- **What you will do**: Write out again every line of the records, requests included, starting with the line that contains "turtle head | outline every instance" and going on through the end of the records, with each coordinate in the answers multiplied by 1.35 and rounded to a whole number, halves rounded up. Return only those lines, and leave the pictures out.

- **Segmentation labeling items**:
☆ ☆ ☆ ☆ ☆ ☆ ☆

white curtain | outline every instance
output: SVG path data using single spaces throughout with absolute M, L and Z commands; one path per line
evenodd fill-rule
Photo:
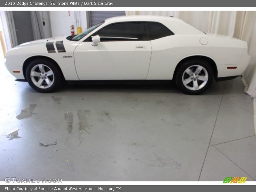
M 252 57 L 243 75 L 245 91 L 256 98 L 256 12 L 127 11 L 126 15 L 173 16 L 202 31 L 224 35 L 245 41 Z

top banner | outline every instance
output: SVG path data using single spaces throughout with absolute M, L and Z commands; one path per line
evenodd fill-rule
M 0 2 L 1 7 L 250 7 L 253 0 L 18 0 Z

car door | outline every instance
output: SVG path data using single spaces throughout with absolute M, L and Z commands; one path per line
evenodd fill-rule
M 80 80 L 145 79 L 151 54 L 146 23 L 125 22 L 110 24 L 92 36 L 100 42 L 92 46 L 91 36 L 74 52 Z

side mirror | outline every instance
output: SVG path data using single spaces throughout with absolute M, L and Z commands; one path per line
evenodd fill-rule
M 100 36 L 96 35 L 92 37 L 92 45 L 93 46 L 97 46 L 98 45 L 98 44 L 100 42 Z

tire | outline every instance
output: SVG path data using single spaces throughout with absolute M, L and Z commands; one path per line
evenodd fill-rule
M 206 90 L 213 78 L 212 69 L 210 64 L 204 60 L 197 59 L 184 62 L 177 70 L 175 81 L 183 92 L 193 95 Z
M 41 93 L 54 91 L 60 86 L 63 79 L 56 64 L 44 58 L 31 61 L 26 69 L 26 76 L 31 87 Z

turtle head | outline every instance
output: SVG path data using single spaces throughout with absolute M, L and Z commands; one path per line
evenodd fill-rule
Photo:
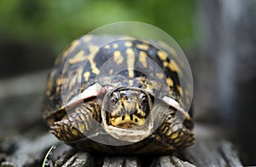
M 141 89 L 119 88 L 106 94 L 102 108 L 103 128 L 116 139 L 135 142 L 152 133 L 154 98 Z

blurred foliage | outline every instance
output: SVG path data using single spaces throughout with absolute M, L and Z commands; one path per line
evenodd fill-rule
M 103 25 L 135 20 L 163 29 L 182 47 L 194 44 L 195 0 L 2 0 L 0 35 L 61 49 Z

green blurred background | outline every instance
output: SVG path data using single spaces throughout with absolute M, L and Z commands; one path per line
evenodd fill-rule
M 0 76 L 49 67 L 72 40 L 117 21 L 152 24 L 172 36 L 182 48 L 191 49 L 194 14 L 195 2 L 184 0 L 0 1 L 1 56 L 12 56 L 2 59 L 4 68 Z
M 1 0 L 0 131 L 42 119 L 46 73 L 71 41 L 106 24 L 141 21 L 166 32 L 187 55 L 196 124 L 222 130 L 245 164 L 256 164 L 255 7 L 255 0 Z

☆ ☆ ☆ ☆ ☆ ☆ ☆

- **The completed task**:
turtle head | outline every instance
output: SVG path data using single spaces throughout with absolute M, L and Z commands; one path per line
evenodd fill-rule
Photo:
M 190 120 L 161 119 L 143 127 L 138 146 L 139 173 L 157 188 L 182 192 L 205 180 L 208 132 Z

blurred foliage | outline every instance
output: SVG path data using single spaces throughout with absolute M, L and Z commands; one path per line
evenodd fill-rule
M 139 34 L 182 27 L 220 39 L 246 63 L 262 59 L 263 0 L 3 0 L 0 47 L 82 66 Z

green blurred background | outline every instance
output: SVG path data using single spaces throughout with absolute M, L and Z commands; one path per line
evenodd fill-rule
M 0 103 L 66 90 L 97 54 L 158 28 L 205 32 L 232 49 L 246 65 L 258 66 L 262 19 L 263 3 L 248 0 L 0 1 L 1 76 L 16 76 L 3 80 L 5 92 Z
M 1 0 L 0 177 L 57 161 L 62 99 L 96 55 L 143 32 L 190 28 L 224 43 L 252 74 L 265 167 L 300 176 L 331 221 L 346 221 L 344 9 L 344 0 Z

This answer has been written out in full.